Scan the records for "wheel" and copy each line that contains it.
++++++++++++++++++++
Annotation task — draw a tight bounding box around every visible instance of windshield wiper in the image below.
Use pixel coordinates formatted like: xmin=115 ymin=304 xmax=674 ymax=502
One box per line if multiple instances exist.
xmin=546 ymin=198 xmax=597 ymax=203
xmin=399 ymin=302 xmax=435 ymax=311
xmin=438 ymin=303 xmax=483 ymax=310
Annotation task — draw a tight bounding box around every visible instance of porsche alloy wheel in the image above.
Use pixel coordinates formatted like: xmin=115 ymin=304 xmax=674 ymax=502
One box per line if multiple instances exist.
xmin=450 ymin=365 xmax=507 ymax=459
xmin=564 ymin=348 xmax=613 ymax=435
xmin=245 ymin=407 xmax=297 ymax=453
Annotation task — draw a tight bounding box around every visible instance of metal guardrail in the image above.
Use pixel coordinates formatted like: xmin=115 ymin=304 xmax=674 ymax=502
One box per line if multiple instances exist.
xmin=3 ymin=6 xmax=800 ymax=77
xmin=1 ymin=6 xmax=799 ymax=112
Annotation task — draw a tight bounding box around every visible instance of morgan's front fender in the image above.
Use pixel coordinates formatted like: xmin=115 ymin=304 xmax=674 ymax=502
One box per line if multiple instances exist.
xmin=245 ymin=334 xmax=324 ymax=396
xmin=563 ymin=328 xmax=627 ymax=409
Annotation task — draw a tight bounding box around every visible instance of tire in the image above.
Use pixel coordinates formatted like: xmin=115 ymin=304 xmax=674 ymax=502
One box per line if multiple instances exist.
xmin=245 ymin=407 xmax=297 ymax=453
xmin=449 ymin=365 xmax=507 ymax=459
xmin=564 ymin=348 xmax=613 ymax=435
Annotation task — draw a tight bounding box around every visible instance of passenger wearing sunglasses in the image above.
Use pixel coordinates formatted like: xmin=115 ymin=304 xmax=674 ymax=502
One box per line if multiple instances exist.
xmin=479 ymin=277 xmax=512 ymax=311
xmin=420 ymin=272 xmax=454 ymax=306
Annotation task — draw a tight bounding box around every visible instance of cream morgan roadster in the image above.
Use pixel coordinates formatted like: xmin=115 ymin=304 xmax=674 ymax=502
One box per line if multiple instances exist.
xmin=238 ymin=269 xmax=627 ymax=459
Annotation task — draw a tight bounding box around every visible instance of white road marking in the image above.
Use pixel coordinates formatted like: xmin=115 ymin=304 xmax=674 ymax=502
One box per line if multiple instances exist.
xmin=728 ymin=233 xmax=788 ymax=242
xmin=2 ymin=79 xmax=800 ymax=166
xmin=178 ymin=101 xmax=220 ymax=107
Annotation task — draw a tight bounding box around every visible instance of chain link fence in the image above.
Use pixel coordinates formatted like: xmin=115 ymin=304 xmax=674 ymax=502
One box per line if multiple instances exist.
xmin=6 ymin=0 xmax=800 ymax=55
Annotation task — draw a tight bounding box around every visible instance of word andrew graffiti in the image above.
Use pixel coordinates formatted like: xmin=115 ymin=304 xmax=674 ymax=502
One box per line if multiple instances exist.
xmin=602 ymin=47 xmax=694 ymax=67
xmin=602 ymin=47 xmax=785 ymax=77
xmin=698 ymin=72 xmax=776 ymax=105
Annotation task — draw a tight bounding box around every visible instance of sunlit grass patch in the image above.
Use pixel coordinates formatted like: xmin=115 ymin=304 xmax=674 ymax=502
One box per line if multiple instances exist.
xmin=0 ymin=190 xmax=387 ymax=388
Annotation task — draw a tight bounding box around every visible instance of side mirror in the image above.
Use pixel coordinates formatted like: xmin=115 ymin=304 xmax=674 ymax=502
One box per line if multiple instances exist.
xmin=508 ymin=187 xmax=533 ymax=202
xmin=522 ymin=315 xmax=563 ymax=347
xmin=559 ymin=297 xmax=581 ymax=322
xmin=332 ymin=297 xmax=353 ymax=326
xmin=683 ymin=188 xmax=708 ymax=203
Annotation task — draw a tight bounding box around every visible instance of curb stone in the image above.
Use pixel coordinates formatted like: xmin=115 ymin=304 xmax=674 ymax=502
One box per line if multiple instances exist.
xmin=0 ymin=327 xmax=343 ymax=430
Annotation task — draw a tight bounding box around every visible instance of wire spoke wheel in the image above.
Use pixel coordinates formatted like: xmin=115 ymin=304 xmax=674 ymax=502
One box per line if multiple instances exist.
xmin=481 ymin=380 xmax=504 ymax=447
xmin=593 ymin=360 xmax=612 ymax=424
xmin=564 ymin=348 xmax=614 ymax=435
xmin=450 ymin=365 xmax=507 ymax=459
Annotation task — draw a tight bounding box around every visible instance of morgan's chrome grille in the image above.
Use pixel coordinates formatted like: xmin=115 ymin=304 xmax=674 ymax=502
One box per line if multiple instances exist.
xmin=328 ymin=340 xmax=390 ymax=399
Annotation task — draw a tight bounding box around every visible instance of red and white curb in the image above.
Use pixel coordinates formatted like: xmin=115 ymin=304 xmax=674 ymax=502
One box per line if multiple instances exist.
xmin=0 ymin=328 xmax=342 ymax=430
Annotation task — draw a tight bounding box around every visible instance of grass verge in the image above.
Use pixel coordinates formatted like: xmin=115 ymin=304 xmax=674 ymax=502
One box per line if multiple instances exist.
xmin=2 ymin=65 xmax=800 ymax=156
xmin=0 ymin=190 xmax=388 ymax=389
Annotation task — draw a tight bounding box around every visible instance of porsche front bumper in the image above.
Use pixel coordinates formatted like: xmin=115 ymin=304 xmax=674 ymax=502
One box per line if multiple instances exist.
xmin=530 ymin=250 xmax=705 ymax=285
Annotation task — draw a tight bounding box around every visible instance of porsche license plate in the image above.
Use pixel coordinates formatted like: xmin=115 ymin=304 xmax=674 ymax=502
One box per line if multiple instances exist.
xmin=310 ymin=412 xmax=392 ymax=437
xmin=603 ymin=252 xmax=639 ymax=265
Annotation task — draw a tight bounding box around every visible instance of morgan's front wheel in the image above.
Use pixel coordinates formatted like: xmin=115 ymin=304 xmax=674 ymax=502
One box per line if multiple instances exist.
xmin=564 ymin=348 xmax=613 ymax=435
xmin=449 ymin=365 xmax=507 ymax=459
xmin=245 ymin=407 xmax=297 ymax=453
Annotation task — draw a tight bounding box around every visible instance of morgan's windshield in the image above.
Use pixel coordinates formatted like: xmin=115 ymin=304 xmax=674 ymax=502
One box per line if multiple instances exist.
++++++++++++++++++++
Output of the task
Annotation task — draw a tight bounding box around every visible instance of porsche alloy wheel in the image above.
Annotation task — draw a tight bounding box around every visible instance of wire spoke wheel in the image above.
Annotation task — draw a tight bounding box around every visible instance of morgan's front wheel in the image above.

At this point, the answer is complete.